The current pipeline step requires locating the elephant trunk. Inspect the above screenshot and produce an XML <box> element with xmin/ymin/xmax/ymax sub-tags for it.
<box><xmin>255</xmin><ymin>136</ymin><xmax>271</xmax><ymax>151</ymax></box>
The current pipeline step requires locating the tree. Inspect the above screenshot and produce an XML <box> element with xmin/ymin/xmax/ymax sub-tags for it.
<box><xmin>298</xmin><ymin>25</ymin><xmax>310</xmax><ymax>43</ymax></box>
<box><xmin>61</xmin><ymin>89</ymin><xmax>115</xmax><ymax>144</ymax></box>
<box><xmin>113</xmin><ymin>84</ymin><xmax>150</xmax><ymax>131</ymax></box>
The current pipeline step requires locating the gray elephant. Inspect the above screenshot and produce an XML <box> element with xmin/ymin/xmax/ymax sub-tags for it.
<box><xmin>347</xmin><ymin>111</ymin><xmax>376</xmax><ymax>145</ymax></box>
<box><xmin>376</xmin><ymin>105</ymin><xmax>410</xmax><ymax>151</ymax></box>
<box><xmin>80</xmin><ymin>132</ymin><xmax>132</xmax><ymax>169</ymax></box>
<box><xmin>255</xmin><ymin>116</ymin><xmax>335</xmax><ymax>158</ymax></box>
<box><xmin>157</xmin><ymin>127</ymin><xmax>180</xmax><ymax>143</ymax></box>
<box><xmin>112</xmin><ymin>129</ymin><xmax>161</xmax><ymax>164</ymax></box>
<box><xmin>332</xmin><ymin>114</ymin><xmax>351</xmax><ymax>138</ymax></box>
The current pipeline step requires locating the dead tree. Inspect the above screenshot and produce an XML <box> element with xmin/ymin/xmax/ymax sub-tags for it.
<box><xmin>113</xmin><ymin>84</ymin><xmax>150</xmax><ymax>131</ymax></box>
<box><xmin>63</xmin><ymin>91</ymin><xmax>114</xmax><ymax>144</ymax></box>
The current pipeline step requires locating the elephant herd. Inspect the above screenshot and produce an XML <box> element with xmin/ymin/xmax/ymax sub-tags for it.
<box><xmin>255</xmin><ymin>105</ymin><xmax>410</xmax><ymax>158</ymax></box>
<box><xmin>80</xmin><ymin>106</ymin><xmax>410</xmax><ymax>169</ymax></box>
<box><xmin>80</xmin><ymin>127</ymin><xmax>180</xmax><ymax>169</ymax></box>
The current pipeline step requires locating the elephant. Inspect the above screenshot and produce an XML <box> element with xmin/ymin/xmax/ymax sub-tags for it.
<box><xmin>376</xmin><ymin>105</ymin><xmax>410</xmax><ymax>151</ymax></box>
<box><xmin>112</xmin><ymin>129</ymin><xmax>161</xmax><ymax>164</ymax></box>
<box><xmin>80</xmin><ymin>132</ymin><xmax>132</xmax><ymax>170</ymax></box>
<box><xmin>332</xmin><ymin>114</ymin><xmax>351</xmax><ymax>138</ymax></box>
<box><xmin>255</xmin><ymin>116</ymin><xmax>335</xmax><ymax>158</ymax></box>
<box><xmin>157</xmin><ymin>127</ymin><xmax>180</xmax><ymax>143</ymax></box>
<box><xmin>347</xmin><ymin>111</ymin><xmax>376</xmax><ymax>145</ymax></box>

———

▶ **STATED EXERCISE**
Give back exactly the lines that run from the line with "The current pipeline step requires locating the dead" through the close of the material, counting both ends, and nothing more.

▶ **SOLUTION**
The current pipeline step requires locating the dead tree. Inspect the above screenshot and produce an XML <box> element with xmin/ymin/xmax/ymax sub-tags for it.
<box><xmin>113</xmin><ymin>84</ymin><xmax>150</xmax><ymax>131</ymax></box>
<box><xmin>63</xmin><ymin>91</ymin><xmax>114</xmax><ymax>144</ymax></box>
The current pipeline step requires locating the elephant herd. Inspect the above screenshot and produce an XML <box> element with xmin/ymin/xmax/ymax sub-tags for it.
<box><xmin>255</xmin><ymin>105</ymin><xmax>410</xmax><ymax>158</ymax></box>
<box><xmin>80</xmin><ymin>106</ymin><xmax>410</xmax><ymax>169</ymax></box>
<box><xmin>80</xmin><ymin>127</ymin><xmax>180</xmax><ymax>169</ymax></box>
The current pipeline step requires locating the elephant. Inspect the above screenshot and produce an XML <box> element with xmin/ymin/xmax/ymax sub-tags for it.
<box><xmin>376</xmin><ymin>105</ymin><xmax>410</xmax><ymax>151</ymax></box>
<box><xmin>112</xmin><ymin>129</ymin><xmax>161</xmax><ymax>164</ymax></box>
<box><xmin>80</xmin><ymin>132</ymin><xmax>132</xmax><ymax>170</ymax></box>
<box><xmin>332</xmin><ymin>114</ymin><xmax>351</xmax><ymax>138</ymax></box>
<box><xmin>255</xmin><ymin>116</ymin><xmax>335</xmax><ymax>158</ymax></box>
<box><xmin>157</xmin><ymin>127</ymin><xmax>180</xmax><ymax>143</ymax></box>
<box><xmin>347</xmin><ymin>111</ymin><xmax>376</xmax><ymax>145</ymax></box>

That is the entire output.